| What needs to be done |
Show each line of the records in which the word "chevrolet" occurs.

(Saved data entries)
»»
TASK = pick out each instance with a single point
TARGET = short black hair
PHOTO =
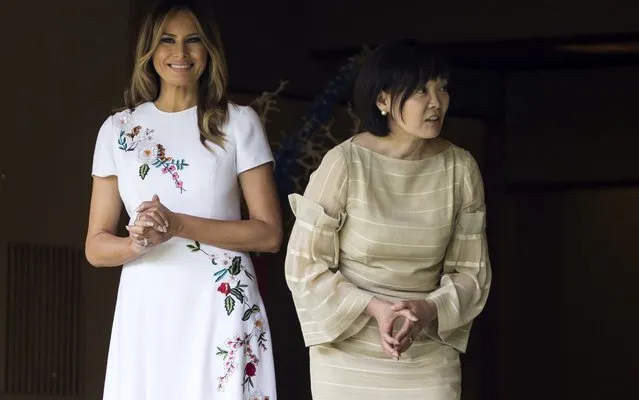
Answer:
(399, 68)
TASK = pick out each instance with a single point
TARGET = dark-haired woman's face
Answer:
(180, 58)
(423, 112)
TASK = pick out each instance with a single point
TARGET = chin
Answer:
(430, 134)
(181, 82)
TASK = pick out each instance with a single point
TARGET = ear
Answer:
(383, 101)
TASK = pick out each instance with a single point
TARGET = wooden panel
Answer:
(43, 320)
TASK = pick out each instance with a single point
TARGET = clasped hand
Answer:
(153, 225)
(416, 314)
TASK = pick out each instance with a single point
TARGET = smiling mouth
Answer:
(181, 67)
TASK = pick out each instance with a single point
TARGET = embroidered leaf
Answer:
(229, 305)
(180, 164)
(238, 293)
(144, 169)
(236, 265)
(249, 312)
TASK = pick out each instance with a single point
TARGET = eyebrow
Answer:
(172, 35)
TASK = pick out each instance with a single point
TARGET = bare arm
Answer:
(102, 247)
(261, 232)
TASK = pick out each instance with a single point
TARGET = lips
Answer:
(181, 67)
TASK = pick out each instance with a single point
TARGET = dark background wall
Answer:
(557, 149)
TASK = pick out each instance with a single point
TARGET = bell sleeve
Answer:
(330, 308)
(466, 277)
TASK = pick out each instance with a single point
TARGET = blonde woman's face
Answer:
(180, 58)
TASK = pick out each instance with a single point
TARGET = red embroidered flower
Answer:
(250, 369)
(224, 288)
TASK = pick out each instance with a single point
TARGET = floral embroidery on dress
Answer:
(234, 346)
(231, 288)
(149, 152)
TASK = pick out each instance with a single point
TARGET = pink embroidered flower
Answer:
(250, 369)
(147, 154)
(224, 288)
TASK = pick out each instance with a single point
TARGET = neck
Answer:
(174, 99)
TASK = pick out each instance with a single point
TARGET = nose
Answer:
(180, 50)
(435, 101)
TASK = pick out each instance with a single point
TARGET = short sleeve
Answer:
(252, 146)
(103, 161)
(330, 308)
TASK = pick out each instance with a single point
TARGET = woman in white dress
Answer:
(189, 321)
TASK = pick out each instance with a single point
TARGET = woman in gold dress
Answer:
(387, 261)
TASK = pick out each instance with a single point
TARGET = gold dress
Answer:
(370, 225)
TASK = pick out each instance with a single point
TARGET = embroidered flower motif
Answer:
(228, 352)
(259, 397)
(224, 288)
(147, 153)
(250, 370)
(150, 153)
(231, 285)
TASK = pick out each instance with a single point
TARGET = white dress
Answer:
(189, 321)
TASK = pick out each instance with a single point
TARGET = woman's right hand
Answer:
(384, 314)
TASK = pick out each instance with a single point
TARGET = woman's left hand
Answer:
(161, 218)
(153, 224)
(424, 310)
««
»»
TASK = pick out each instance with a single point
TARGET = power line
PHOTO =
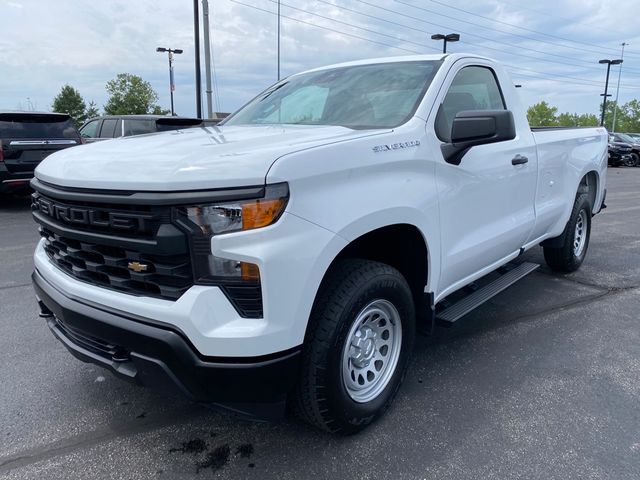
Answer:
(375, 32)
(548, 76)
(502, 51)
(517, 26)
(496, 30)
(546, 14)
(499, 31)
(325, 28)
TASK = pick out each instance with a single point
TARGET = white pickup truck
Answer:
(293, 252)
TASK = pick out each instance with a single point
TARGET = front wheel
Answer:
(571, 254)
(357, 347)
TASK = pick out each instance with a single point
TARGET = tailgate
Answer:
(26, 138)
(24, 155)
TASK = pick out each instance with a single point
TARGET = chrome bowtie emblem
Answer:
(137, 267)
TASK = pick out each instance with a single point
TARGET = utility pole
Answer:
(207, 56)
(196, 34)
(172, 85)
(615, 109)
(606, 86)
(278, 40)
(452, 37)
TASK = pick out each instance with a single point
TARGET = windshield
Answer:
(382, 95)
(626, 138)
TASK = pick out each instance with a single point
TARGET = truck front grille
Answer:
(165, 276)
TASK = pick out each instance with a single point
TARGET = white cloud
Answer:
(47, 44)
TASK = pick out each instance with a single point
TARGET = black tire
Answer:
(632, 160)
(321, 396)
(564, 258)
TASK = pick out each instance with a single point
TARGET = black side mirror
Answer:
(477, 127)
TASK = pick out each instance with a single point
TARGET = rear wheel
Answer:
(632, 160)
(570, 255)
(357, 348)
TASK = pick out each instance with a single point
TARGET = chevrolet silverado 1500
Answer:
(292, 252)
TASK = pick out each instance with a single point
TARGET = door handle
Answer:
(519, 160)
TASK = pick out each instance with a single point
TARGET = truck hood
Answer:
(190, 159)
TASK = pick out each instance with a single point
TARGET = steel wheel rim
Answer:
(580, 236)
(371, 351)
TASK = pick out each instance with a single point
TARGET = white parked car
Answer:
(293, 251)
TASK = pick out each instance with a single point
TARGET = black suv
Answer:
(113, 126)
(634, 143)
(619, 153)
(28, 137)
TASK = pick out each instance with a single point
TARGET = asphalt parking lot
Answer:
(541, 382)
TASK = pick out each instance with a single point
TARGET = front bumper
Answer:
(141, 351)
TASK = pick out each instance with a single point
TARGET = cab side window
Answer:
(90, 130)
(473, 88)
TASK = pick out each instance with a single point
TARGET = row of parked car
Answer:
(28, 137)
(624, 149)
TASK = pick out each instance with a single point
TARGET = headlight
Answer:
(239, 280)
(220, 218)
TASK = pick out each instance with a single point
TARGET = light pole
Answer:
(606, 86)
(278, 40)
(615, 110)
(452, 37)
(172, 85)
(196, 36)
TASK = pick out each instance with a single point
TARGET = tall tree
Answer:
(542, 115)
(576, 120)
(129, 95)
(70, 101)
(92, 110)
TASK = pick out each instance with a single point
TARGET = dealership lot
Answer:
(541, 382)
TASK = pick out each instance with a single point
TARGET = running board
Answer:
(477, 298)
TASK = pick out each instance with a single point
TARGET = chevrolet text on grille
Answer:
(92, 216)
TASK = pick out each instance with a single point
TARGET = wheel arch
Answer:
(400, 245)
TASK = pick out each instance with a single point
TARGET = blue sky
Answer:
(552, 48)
««
»»
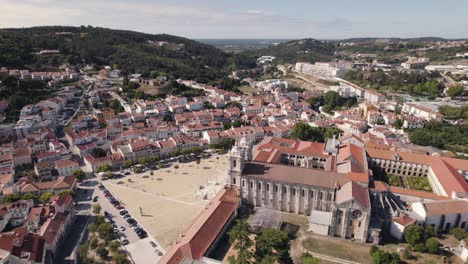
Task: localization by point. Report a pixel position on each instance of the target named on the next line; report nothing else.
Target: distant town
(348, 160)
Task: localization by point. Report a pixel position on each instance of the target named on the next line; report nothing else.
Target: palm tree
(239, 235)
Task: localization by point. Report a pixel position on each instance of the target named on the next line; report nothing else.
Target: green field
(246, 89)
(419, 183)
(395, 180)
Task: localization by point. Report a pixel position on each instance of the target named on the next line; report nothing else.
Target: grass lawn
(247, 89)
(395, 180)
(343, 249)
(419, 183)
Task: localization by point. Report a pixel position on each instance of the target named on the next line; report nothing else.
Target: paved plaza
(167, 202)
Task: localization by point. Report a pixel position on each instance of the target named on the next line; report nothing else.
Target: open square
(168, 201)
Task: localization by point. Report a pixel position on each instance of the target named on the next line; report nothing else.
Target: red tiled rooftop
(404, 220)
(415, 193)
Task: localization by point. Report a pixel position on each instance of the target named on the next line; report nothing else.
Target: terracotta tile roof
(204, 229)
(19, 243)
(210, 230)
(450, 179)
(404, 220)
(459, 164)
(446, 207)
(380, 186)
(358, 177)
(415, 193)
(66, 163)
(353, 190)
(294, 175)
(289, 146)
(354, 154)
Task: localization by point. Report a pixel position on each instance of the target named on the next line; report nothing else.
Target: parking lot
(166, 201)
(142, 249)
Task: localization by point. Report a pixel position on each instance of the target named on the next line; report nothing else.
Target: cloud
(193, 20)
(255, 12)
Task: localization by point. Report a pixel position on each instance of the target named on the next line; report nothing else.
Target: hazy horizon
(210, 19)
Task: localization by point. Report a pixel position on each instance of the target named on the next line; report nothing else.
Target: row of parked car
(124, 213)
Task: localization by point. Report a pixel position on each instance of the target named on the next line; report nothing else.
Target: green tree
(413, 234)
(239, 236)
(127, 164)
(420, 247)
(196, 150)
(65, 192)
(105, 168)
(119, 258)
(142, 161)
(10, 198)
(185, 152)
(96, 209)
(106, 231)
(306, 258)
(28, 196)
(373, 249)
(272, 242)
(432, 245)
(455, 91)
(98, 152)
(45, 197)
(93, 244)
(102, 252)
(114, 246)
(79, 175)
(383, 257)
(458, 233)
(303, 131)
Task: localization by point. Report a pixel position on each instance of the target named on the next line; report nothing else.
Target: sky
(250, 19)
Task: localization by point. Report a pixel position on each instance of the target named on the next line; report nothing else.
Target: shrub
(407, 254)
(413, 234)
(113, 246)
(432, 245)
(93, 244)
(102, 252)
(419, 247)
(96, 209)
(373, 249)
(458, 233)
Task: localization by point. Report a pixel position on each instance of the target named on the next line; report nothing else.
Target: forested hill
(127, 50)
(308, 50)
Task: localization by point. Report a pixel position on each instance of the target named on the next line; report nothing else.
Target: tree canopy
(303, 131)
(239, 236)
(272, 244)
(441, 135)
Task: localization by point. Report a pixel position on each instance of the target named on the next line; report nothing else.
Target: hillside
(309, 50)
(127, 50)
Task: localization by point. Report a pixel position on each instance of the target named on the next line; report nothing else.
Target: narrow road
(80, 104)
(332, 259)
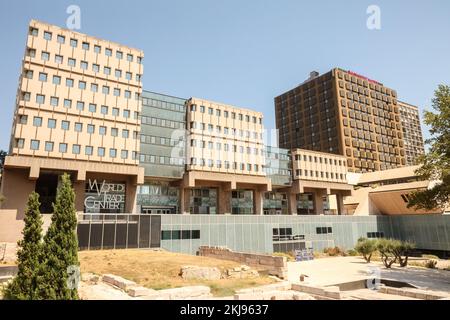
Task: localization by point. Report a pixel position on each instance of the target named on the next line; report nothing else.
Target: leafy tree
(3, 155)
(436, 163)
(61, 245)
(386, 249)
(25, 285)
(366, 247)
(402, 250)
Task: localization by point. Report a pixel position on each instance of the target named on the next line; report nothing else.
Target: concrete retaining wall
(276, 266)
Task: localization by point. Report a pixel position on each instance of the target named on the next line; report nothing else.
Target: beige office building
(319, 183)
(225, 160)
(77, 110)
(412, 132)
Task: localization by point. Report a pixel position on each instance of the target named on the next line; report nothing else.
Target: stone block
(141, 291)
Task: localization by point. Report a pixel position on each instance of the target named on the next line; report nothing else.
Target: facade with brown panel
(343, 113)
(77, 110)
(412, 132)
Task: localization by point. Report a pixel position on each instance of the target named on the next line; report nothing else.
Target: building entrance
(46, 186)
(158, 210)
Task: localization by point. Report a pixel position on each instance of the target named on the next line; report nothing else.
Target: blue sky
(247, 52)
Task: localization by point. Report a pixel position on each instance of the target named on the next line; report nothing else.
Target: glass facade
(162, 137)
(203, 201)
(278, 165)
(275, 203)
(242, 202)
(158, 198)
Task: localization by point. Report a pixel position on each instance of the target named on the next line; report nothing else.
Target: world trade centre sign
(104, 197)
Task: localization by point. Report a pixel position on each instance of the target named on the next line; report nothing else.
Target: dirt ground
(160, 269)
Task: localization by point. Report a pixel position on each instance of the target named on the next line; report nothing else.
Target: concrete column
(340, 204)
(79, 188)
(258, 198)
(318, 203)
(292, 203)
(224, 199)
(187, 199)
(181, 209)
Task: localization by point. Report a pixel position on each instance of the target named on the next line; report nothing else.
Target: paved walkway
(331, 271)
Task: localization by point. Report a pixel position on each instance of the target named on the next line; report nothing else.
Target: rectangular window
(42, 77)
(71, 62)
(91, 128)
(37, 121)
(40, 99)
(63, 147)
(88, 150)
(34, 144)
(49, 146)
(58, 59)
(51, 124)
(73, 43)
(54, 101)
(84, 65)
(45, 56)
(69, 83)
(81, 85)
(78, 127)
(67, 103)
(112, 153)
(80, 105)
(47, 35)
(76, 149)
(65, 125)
««
| Your solution |
TARGET = chevrolet silverado 1500
TARGET = chevrolet text on grille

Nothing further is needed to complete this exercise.